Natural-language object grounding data
*****
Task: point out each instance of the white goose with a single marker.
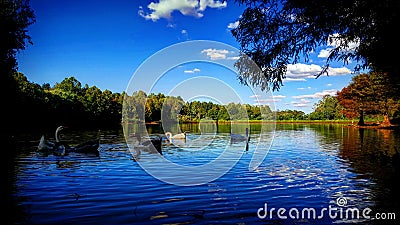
(181, 136)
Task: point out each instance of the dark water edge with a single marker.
(367, 155)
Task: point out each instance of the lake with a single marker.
(331, 170)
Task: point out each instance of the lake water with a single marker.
(319, 166)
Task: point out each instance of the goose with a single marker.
(89, 147)
(45, 145)
(62, 148)
(150, 144)
(239, 138)
(181, 136)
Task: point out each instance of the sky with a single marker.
(109, 43)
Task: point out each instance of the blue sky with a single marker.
(103, 43)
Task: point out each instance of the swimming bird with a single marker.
(45, 145)
(239, 138)
(88, 147)
(150, 144)
(62, 148)
(181, 136)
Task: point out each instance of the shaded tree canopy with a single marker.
(275, 33)
(15, 17)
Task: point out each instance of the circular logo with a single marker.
(212, 63)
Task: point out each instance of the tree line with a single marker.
(71, 103)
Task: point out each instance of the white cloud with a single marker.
(195, 70)
(331, 92)
(324, 53)
(164, 8)
(299, 71)
(288, 79)
(302, 103)
(279, 96)
(334, 41)
(309, 88)
(217, 54)
(233, 25)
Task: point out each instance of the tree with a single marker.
(15, 17)
(276, 33)
(328, 108)
(358, 97)
(371, 93)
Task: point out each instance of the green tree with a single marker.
(276, 33)
(15, 18)
(328, 108)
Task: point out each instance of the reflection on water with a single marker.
(308, 165)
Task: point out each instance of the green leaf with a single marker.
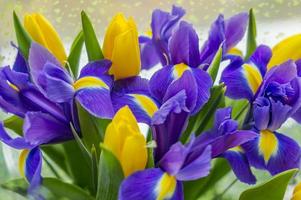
(195, 189)
(23, 38)
(214, 66)
(65, 190)
(109, 177)
(15, 124)
(90, 127)
(17, 185)
(75, 52)
(93, 49)
(251, 38)
(272, 189)
(204, 119)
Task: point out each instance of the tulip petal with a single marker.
(169, 122)
(274, 152)
(150, 184)
(184, 46)
(134, 92)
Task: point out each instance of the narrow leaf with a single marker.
(110, 176)
(15, 124)
(195, 189)
(214, 66)
(251, 38)
(272, 189)
(23, 38)
(75, 52)
(93, 49)
(65, 190)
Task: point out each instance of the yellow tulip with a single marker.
(297, 192)
(121, 46)
(126, 142)
(41, 31)
(289, 48)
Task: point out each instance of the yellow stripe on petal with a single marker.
(166, 187)
(179, 69)
(89, 82)
(253, 77)
(42, 31)
(235, 51)
(268, 144)
(22, 160)
(289, 48)
(146, 103)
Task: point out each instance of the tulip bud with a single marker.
(121, 46)
(126, 142)
(43, 33)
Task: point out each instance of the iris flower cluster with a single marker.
(43, 91)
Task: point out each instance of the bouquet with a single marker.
(208, 110)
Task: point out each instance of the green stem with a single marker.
(218, 197)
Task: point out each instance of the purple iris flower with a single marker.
(181, 163)
(274, 95)
(225, 140)
(176, 42)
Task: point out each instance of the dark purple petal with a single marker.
(134, 92)
(198, 168)
(240, 166)
(174, 159)
(204, 83)
(17, 143)
(235, 28)
(260, 58)
(285, 153)
(40, 128)
(169, 122)
(149, 56)
(58, 84)
(38, 57)
(186, 82)
(236, 82)
(160, 81)
(96, 68)
(261, 113)
(184, 46)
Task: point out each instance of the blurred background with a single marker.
(276, 19)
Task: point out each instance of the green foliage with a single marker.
(195, 189)
(109, 177)
(15, 124)
(75, 53)
(251, 38)
(93, 49)
(23, 38)
(214, 66)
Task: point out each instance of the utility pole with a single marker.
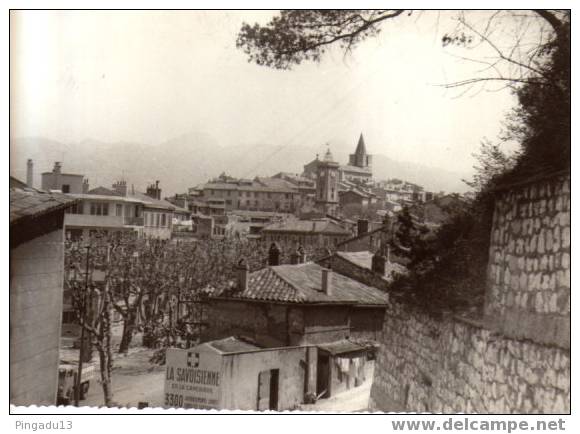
*****
- _WHAT YOU NEED TO DO_:
Could you transcribe every entry exactly, leaving out the pictures?

- _EXERCISE SOLUTION_:
Task: point out each instance of the white goose with a single marker.
(181, 136)
Task: point out each instance of the dark water edge with a single marker.
(367, 155)
Task: point out each instance of the lake with a single marker.
(331, 170)
Task: point out each instance of the lake water with a single marker.
(319, 166)
Task: point out each instance of the goose with a single marker.
(89, 147)
(45, 145)
(62, 148)
(150, 144)
(239, 138)
(181, 136)
Task: point out each instance of the sky with a single marker.
(109, 43)
Task: point out each instance of the blue sky with a single marker.
(103, 43)
Task: point out each instance of the swimming bird with a single marker.
(45, 145)
(239, 138)
(88, 147)
(150, 144)
(62, 148)
(181, 136)
Task: point out each instance of the shaded tree canopy with a single marker.
(275, 33)
(15, 17)
Task: point out each instance of the circular logo with a single marker.
(212, 63)
Task: point out each instance of the tree line with a single marker.
(71, 103)
Task: point out each instance of the white cloud with a single marker.
(195, 70)
(331, 92)
(324, 53)
(164, 8)
(299, 71)
(288, 79)
(302, 103)
(279, 96)
(334, 41)
(309, 88)
(217, 54)
(233, 25)
Task: point out each instance of the tree with a single marker.
(15, 17)
(276, 33)
(328, 108)
(358, 97)
(371, 93)
Task: point out each instance of the green tree with a single marker.
(276, 33)
(15, 18)
(328, 108)
Task: point out each instance of the reflection on water with a single marker.
(308, 165)
Task: point out each instance of the green leaf with a single marker.
(195, 189)
(23, 38)
(214, 66)
(65, 190)
(109, 177)
(15, 124)
(90, 127)
(17, 185)
(75, 52)
(93, 49)
(251, 38)
(272, 189)
(204, 119)
Task: point out each instance of the tulip petal with a single marker.
(169, 122)
(274, 152)
(150, 184)
(184, 46)
(134, 92)
Task: point out each instance of the narrow leaf with a single marker.
(110, 176)
(15, 124)
(195, 189)
(214, 66)
(251, 38)
(272, 189)
(23, 38)
(75, 52)
(93, 49)
(65, 190)
Task: point out each instance of the yellow tulip with a single marker.
(297, 192)
(121, 46)
(126, 142)
(41, 31)
(289, 48)
Task: point out each instance of the yellow stripe on petal with a single marker.
(166, 187)
(179, 69)
(89, 82)
(253, 77)
(42, 31)
(235, 51)
(268, 144)
(22, 160)
(289, 48)
(146, 103)
Task: point out each instance of the tulip bud with a single marker.
(121, 46)
(126, 142)
(43, 33)
Task: point out each instance of the iris flower cluster with a single marker.
(43, 91)
Task: point out each instance of the bouquet with a single marker.
(208, 110)
Task: point out each instance of the green stem with a single marker.
(218, 197)
Task: point out each instance of the purple iris flower with a single marker.
(181, 163)
(274, 95)
(225, 140)
(176, 42)
Task: point out each instance of the dark purple petal with a single marker.
(134, 92)
(198, 168)
(240, 166)
(174, 159)
(204, 83)
(17, 143)
(235, 28)
(260, 58)
(285, 153)
(40, 128)
(169, 122)
(149, 56)
(58, 84)
(38, 57)
(186, 82)
(236, 82)
(160, 81)
(96, 68)
(261, 113)
(184, 46)
Task: point out each instance of the blurred background with a single marker.
(276, 19)
Task: point out each instance of the green foliage with a single marker.
(195, 189)
(109, 177)
(15, 124)
(75, 53)
(251, 38)
(93, 49)
(23, 38)
(214, 66)
Task: point out each instance of the utility pole with a single marker.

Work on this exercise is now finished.